Inspirational leadership is one of the key leadership styles for supporting motivation and performance in others, allowing leaders to inspire others, feel confident setting direction, create clarity of expectations, hold people to account, remove roadblocks and have courageous conversations to achieve great outcomes across the business. It addresses leadership capabilities such as charisma, managerial courage and intellectual stimulation.
The Inspirational Leadership style is one of three which comprise the Transformational Leadership approach - one of the most highly researched and regarded approaches to leadership – recognised across countries, industries and organisations and showing correlations with positive organisational performance as leaders move away from destructive styles which can counteract wellness and psychological safety and towards these democratic and charismatic styles which foster SCARF:
Status
Certainty
Autonomy
Relatedness
Fairness.
Take a look at 360 Feedback for more information on the CLS360 - a robust measure of Transformational Leadership capability.
According to Wang’s 2011 meta-analysis of 113 studies spanning over 25 years:
Inspirational Leadership is a powerful part of this. For decades people have ranked having a sense of purpose in their work as more important than promotions, income, job security, or even flexible hours. When teams and organisations have a shared sense of purpose, studies have found that it generates positive energy and intrinsically motivates people.

▶ Data segment:
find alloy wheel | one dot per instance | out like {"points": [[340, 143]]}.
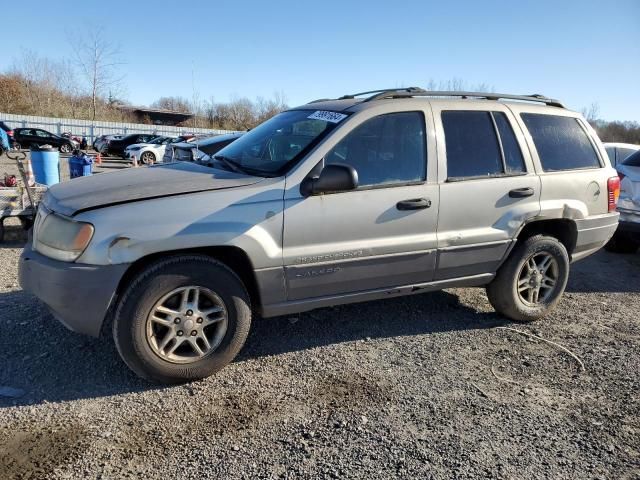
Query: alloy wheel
{"points": [[187, 324], [537, 278]]}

▶ Work to complete:
a. In the passage on inspirational leadership, which leadership approach includes the Inspirational Leadership style as one of its three styles?
b. Repeat, word for word, the part of the inspirational leadership passage from "Take a look" up to and including "intrinsically motivates people.".

▶ Answers provided:
a. The Transformational Leadership approach.

b.
Take a look at 360 Feedback for more information on the CLS360 - a robust measure of Transformational Leadership capability.
According to Wang’s 2011 meta-analysis of 113 studies spanning over 25 years:
Inspirational Leadership is a powerful part of this. For decades people have ranked having a sense of purpose in their work as more important than promotions, income, job security, or even flexible hours. When teams and organisations have a shared sense of purpose, studies have found that it generates positive energy and intrinsically motivates people.